> [TASK DESCRIPTION]: Edit everything from the start of the records down to the line containing "169 72 L 179", replacing "wavy hair" with "curly hair" and leaving the rest unchanged.

* BEGIN DATA SUPPLIED *

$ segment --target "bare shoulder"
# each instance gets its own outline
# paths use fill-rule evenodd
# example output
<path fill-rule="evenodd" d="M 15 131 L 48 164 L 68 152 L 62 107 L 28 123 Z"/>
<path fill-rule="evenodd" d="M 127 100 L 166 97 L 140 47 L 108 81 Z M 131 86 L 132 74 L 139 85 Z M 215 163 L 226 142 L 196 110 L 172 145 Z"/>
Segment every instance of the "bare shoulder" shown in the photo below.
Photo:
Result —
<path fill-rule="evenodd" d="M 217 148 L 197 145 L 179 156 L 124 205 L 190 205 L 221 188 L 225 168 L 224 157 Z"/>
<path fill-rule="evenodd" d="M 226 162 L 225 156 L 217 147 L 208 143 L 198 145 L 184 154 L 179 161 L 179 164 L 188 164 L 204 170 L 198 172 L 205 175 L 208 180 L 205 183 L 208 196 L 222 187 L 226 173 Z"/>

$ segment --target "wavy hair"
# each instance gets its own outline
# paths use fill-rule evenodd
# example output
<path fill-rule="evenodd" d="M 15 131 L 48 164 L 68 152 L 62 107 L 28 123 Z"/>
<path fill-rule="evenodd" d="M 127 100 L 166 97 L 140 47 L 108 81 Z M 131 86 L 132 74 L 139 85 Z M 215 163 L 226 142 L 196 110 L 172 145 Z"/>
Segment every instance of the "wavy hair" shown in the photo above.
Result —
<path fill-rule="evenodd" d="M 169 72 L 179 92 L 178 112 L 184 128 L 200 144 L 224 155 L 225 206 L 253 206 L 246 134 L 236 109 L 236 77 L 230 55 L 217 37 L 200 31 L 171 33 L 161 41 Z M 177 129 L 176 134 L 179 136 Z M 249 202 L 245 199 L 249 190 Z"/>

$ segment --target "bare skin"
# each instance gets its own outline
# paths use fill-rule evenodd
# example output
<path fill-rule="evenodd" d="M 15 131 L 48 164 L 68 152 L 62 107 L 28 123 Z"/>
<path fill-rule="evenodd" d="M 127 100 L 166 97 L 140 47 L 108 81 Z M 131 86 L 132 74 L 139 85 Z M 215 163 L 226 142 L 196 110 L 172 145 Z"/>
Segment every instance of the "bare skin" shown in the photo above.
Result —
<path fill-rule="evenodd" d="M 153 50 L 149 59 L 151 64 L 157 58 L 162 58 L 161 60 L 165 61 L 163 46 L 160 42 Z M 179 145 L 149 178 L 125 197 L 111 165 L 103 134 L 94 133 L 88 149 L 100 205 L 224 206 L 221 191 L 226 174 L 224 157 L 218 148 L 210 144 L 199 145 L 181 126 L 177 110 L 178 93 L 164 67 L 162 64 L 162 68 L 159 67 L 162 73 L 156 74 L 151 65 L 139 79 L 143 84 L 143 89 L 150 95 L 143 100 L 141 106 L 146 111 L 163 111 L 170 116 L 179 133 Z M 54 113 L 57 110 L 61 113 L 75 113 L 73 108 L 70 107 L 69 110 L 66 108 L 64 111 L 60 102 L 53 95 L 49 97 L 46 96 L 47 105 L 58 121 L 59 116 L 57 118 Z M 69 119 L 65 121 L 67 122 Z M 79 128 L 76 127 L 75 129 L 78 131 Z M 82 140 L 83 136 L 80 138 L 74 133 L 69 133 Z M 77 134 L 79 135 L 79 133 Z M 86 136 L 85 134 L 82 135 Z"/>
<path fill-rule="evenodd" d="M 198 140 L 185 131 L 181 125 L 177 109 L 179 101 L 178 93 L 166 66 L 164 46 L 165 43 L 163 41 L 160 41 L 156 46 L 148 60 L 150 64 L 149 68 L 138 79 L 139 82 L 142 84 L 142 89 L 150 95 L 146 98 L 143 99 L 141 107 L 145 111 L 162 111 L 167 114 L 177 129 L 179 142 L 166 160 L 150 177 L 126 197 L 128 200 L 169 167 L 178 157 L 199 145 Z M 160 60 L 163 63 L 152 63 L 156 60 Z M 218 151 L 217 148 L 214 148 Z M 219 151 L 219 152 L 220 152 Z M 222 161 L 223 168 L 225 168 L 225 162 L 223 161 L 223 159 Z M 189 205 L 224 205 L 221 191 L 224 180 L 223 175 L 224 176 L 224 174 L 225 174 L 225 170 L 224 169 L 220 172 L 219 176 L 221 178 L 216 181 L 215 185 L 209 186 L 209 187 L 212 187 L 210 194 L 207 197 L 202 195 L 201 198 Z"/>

* END DATA SUPPLIED *

> [FINAL RESULT]:
$ segment --target "bare shoulder"
# each instance gets its own outline
# paths use fill-rule evenodd
# example output
<path fill-rule="evenodd" d="M 15 131 L 48 164 L 68 152 L 62 107 L 28 123 Z"/>
<path fill-rule="evenodd" d="M 127 100 L 166 97 L 140 47 L 108 81 Z M 131 86 L 132 74 L 139 85 Z M 215 163 L 226 142 L 196 110 L 172 145 Z"/>
Segment every instance of the "bare shoulder" shown in the photo below.
Photo:
Result —
<path fill-rule="evenodd" d="M 217 148 L 197 145 L 179 156 L 124 205 L 190 205 L 221 188 L 225 168 L 224 157 Z"/>
<path fill-rule="evenodd" d="M 226 162 L 225 156 L 217 147 L 208 143 L 198 145 L 184 154 L 179 161 L 179 164 L 188 164 L 204 170 L 198 172 L 205 175 L 208 180 L 205 183 L 208 196 L 222 187 L 226 173 Z"/>

$ segment --target "curly hair"
# each instance gets its own outline
# paths use fill-rule evenodd
# example output
<path fill-rule="evenodd" d="M 15 131 L 48 164 L 68 152 L 62 107 L 28 123 Z"/>
<path fill-rule="evenodd" d="M 127 100 L 166 97 L 140 47 L 108 81 Z M 131 86 L 132 74 L 139 85 Z M 215 163 L 226 142 L 196 110 L 172 145 Z"/>
Segment every instance of the "curly hair" shown in the photo above.
Result —
<path fill-rule="evenodd" d="M 169 72 L 179 92 L 178 112 L 184 128 L 200 144 L 224 155 L 225 206 L 253 206 L 246 134 L 236 109 L 236 77 L 230 55 L 217 37 L 200 31 L 171 33 L 161 41 Z M 177 129 L 176 134 L 179 136 Z M 249 202 L 245 199 L 249 190 Z"/>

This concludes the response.